Records excerpted from a collection:
::::

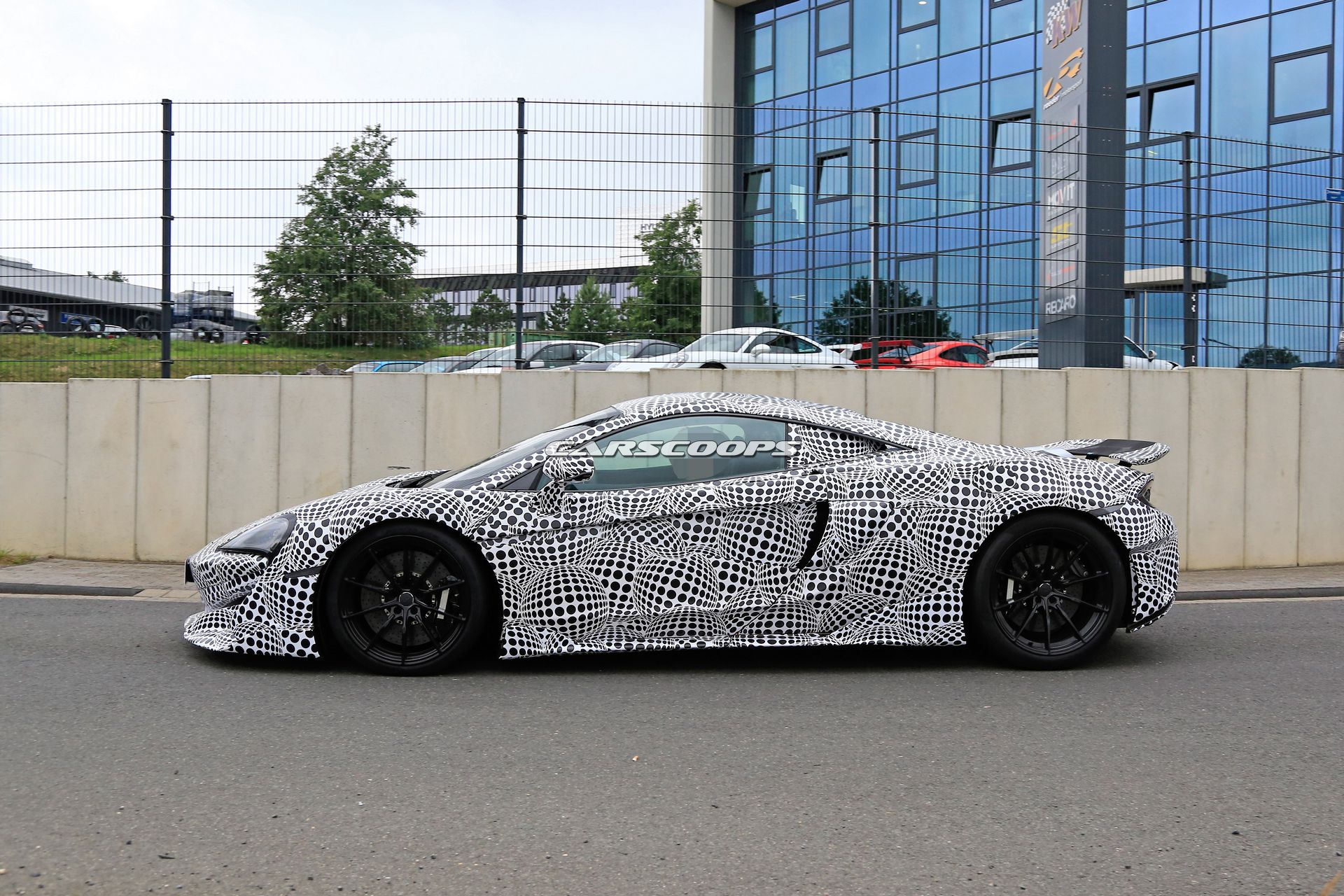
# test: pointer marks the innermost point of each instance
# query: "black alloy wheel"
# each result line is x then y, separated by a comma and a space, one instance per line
405, 598
1049, 590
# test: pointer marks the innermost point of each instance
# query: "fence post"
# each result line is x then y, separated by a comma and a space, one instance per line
1187, 255
166, 285
521, 216
873, 237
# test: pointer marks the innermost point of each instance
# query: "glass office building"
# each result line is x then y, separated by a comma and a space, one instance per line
958, 85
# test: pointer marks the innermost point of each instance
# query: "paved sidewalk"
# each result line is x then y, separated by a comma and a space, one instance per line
164, 580
74, 578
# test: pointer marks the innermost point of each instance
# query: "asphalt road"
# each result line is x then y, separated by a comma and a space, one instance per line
1202, 755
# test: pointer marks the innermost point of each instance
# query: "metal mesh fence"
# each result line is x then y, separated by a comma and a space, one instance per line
147, 239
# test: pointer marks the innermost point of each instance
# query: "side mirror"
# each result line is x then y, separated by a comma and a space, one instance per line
569, 468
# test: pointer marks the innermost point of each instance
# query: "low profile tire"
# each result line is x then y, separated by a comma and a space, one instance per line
405, 598
1047, 592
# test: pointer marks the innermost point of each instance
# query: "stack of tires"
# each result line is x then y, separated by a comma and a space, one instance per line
88, 326
18, 320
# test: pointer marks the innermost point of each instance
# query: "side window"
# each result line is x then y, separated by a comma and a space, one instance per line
689, 449
553, 355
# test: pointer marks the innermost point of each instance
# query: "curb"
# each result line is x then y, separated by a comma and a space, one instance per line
1225, 594
90, 590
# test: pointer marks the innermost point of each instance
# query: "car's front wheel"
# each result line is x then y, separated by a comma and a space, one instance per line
405, 598
1046, 592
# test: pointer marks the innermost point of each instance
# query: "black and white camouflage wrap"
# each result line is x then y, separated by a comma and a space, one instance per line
733, 562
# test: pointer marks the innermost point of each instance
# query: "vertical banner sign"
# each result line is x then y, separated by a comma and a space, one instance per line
1081, 171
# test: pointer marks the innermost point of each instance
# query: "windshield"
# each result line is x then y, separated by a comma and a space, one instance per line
472, 475
720, 343
613, 352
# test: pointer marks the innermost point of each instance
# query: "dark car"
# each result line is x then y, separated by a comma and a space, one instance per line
753, 522
622, 351
538, 355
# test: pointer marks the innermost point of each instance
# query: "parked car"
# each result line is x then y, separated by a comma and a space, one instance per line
750, 347
603, 358
1025, 351
384, 367
449, 363
542, 355
18, 321
580, 540
951, 354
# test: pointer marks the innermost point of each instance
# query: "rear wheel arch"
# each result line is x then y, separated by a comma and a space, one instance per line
1088, 519
487, 571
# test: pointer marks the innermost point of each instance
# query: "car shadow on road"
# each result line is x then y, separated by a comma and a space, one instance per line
1120, 653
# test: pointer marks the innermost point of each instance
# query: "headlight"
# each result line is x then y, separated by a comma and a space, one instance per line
265, 538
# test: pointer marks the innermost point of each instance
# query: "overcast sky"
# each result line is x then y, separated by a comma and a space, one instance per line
102, 216
122, 50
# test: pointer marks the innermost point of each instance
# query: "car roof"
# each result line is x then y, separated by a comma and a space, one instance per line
752, 331
794, 410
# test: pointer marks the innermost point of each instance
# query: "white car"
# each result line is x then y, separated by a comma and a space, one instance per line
750, 347
1026, 352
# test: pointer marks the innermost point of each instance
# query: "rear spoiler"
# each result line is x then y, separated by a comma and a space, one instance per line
1126, 451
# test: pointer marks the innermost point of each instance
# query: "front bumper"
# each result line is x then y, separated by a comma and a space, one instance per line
1154, 559
251, 606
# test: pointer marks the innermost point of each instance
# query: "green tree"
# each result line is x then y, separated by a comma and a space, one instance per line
342, 273
593, 316
909, 317
667, 300
489, 315
556, 317
1269, 356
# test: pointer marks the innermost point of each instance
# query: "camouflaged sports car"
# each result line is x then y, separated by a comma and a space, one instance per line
707, 520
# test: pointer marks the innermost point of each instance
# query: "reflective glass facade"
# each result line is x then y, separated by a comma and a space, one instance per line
958, 90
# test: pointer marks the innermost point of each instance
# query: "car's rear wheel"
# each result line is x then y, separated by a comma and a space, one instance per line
405, 598
1047, 592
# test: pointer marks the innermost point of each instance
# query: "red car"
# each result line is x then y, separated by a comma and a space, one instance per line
952, 354
890, 352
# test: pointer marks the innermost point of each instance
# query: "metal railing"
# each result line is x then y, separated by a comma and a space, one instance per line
175, 239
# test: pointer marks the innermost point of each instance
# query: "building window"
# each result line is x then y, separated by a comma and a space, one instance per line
1300, 85
834, 175
1011, 140
1161, 112
834, 27
757, 192
917, 14
917, 159
762, 50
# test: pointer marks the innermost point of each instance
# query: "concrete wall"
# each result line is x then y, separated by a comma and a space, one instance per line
151, 469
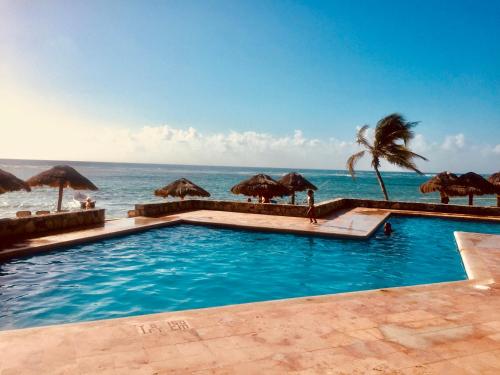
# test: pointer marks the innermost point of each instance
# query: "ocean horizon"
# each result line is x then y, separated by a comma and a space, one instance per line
121, 185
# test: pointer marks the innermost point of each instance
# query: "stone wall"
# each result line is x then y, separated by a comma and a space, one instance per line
322, 209
33, 226
168, 208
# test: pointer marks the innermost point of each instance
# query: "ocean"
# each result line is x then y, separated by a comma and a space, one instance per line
121, 185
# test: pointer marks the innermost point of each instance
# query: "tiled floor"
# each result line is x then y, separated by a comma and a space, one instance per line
358, 222
448, 328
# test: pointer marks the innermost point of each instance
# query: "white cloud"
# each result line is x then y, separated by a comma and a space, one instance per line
33, 127
456, 141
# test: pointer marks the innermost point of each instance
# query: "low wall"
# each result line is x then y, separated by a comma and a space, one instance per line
322, 209
168, 208
33, 226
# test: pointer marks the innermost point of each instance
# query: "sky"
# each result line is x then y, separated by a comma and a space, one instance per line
248, 83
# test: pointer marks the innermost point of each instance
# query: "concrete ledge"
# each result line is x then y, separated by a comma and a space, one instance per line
322, 209
35, 226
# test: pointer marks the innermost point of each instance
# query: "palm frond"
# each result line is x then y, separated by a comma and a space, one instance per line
361, 137
393, 128
351, 162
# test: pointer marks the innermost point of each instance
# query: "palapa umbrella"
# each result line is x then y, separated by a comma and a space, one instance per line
9, 182
495, 180
182, 188
61, 176
296, 182
439, 183
261, 185
470, 184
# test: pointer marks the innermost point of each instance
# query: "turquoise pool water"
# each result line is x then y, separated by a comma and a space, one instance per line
186, 267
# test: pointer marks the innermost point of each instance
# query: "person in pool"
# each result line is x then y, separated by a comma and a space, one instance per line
311, 212
388, 229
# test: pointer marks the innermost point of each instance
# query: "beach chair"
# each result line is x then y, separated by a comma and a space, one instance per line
83, 205
23, 213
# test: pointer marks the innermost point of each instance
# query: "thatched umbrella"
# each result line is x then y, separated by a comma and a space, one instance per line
9, 182
261, 185
470, 184
439, 183
296, 182
61, 176
182, 188
495, 180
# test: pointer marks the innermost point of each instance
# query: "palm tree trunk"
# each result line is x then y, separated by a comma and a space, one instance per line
381, 183
59, 199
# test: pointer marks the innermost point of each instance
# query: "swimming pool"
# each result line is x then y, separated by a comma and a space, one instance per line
185, 266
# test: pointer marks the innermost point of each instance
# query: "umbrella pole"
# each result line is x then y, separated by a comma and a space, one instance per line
59, 200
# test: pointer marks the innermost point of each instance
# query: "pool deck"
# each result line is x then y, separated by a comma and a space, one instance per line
355, 223
445, 328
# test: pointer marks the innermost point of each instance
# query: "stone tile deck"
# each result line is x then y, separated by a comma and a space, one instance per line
358, 223
447, 328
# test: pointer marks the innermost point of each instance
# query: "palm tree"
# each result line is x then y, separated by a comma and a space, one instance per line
392, 136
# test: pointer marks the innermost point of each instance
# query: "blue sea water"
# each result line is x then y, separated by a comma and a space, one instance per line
123, 185
185, 267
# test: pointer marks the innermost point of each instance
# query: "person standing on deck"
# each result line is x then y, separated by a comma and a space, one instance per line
311, 212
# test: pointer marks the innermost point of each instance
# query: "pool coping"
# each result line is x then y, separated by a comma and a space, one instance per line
391, 346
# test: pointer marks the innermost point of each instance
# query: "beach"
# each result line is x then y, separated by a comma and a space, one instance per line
121, 185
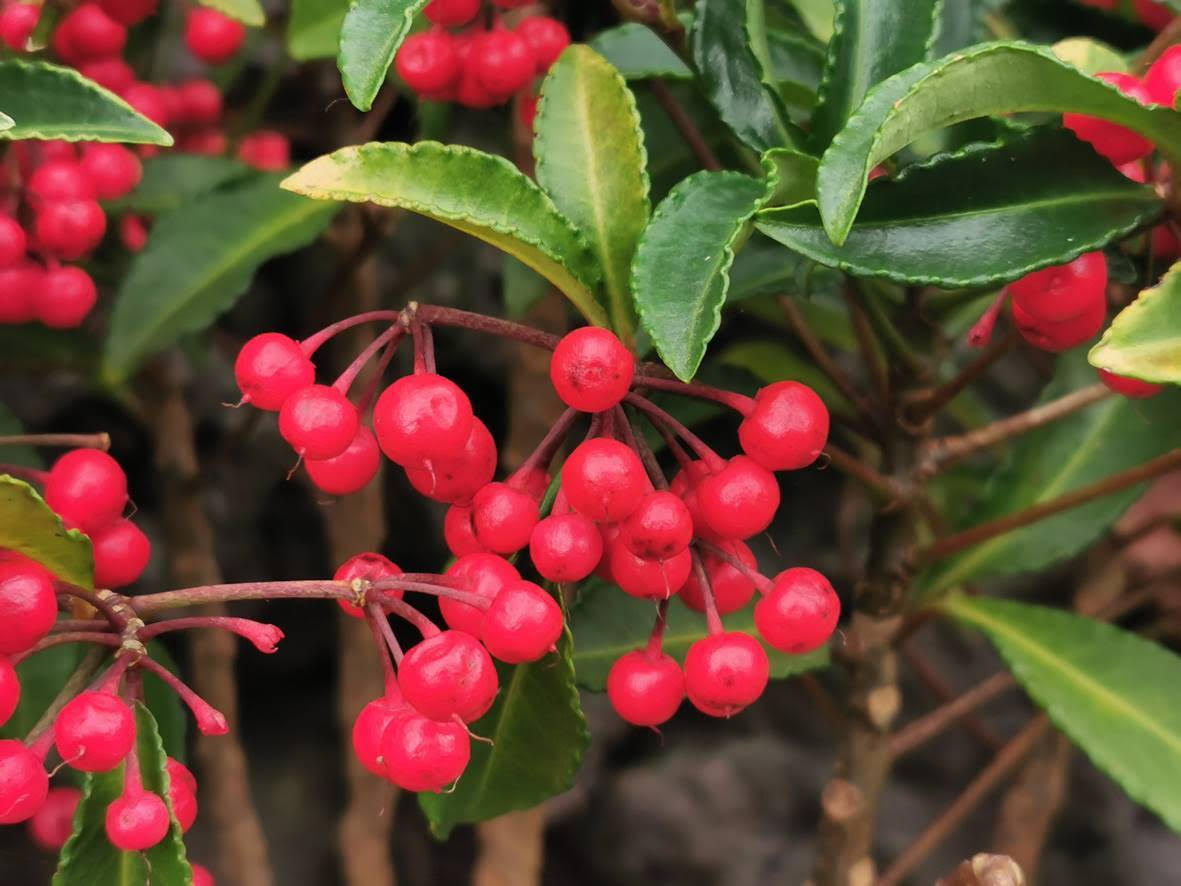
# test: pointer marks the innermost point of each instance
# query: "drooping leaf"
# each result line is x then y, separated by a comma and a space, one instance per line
591, 161
984, 215
1111, 691
872, 40
198, 260
47, 101
539, 736
30, 527
89, 858
476, 193
1115, 434
990, 79
370, 37
1144, 339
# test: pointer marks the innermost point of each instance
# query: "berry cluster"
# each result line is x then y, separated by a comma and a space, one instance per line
477, 66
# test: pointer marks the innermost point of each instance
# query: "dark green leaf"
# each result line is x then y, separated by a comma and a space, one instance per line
1111, 691
198, 260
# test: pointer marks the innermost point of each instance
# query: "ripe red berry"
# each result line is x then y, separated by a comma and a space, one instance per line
787, 428
522, 624
725, 672
422, 417
213, 37
591, 370
566, 547
28, 607
24, 782
87, 489
95, 731
645, 688
604, 480
351, 470
449, 675
422, 754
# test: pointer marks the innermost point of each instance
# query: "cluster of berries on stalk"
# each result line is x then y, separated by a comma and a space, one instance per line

::::

- [What to produce]
Gather every line of the data above that contains the string "berry", matching case exactly.

- [Solution]
# query: "berry cluster"
# query: "ripe red berry"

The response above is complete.